◆ Excerpted passage ◆

## RAG2

This version is similar to RAG1

+ In RAG1, the first step is LLM with a structured output( llm.with_structued_output)
  + In RGA2, the first step is LLM with tools bound (llm.bind_tools). By this way, the execution can be routed to tool node
+ in RAG1, tool call (searching vector store) is a explicit step, just like other step.
  +  In RAG2, the tool is wrapped through tool node. The excution is routed to it through a tools_conditions. The tools args are
     structured output.
+ in RAG1, we combine all the output and generate a response in natural language
  + in RAG2, we again combine all the outpus and generate a respose in natual language.
 
+ RAG1 has a well-defined State while RAG2 uses MessagesState. In real application, we may want to use well-defined state, so we can compose a unique prompt at each step based on the data from state. 

In [1]:
## Basic set up : create chat mode, vector store

from langchain_google_vertexai import ChatVertexAI, VertexAIEmbeddings
from langchain_core.vectorstores import InMemoryVectorStore

llm = ChatVertexAI(model="gemini-2.0-flash-001")
embeddings = VertexAIEmbeddings(model="text-embedding-004")
vector_store = InMemoryVectorStore(embeddings)





In [2]:
## Index documents. This is the basis of all our queries. 
## This is like database setup. 
import bs4
from langchain_core.documents import Document
from langchain_community.document_loaders import WebBaseLoader
from langchain_text_splitters import RecursiveCharacterTextSplitter

loader = WebBaseLoader(web_paths=("https://lilianweng.github.io/posts/2023-06-23-agent/",),
                      bs_kwargs=dict(parse_only=bs4.SoupStrainer(
                          class_=("post-content", "post-header", "post-title")
                      )))

docs = loader.load()
splitter = RecursiveCharacterTextSplitter(chunk_size=1000, chunk_overlap=200, add_start_index=True)
splitts = splitter.split_documents(documents=docs)
_=vector_store.add_documents(splitts)


USER_AGENT environment variable not set, consider setting it to identify your requests.


In [None]:
# We are going to build a graph here, 

# Graph always needs State, MessagesState is so pupular, so it is provided
from langgraph.graph import START, END, MessagesState, StateGraph
# Tool call is part 
from langchain_core.tools import tool
from langgraph.prebuilt import ToolNode, tools_condition
from typing import Annotated
from langchain_core.messages import SystemMessage, HumanMessage

#The tool is just a regular python function with input spec.
@tool(response_format="content_and_artifact")

◆ Record excerpts ◆
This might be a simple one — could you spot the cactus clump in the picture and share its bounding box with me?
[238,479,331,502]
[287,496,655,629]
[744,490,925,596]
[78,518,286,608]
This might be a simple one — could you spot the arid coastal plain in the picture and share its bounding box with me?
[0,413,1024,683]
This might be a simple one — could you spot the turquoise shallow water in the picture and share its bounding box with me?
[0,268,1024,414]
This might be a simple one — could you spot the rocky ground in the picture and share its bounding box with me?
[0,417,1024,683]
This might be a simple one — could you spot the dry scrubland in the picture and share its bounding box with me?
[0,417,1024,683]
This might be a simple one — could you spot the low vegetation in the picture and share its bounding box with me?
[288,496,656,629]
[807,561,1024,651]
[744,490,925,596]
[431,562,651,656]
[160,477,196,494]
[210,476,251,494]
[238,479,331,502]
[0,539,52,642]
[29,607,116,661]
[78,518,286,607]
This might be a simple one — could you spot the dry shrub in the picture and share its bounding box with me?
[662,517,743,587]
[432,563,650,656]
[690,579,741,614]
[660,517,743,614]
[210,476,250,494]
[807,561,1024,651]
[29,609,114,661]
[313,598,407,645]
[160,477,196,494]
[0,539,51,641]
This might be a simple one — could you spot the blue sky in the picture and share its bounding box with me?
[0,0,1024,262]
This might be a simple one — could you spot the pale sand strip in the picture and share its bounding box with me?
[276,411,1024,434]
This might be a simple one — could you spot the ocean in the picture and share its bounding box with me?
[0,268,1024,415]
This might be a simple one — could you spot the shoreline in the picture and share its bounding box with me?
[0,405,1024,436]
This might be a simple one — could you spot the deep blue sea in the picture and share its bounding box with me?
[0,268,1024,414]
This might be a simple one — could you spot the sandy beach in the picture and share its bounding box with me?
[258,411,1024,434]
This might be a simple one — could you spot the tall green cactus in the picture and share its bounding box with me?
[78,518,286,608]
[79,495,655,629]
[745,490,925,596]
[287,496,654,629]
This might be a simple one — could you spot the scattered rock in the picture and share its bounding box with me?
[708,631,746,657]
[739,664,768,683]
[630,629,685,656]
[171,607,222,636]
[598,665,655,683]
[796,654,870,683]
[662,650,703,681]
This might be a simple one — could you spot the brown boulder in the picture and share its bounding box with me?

◆ Your instructions ◆
In the RAG2 notebook, rewrite the span from "from langchain_google_vertexai import" to "like database setup.", changing "ChatVertexAI" to "ChatOpenAI".

◆ Result of this task ◆
from langchain_google_vertexai import ChatOpenAI, VertexAIEmbeddings
from langchain_core.vectorstores import InMemoryVectorStore

llm = ChatOpenAI(model="gemini-2.0-flash-001")
embeddings = VertexAIEmbeddings(model="text-embedding-004")
vector_store = InMemoryVectorStore(embeddings)





In [2]:
## Index documents. This is the basis of all our queries. 
## This is like database setup.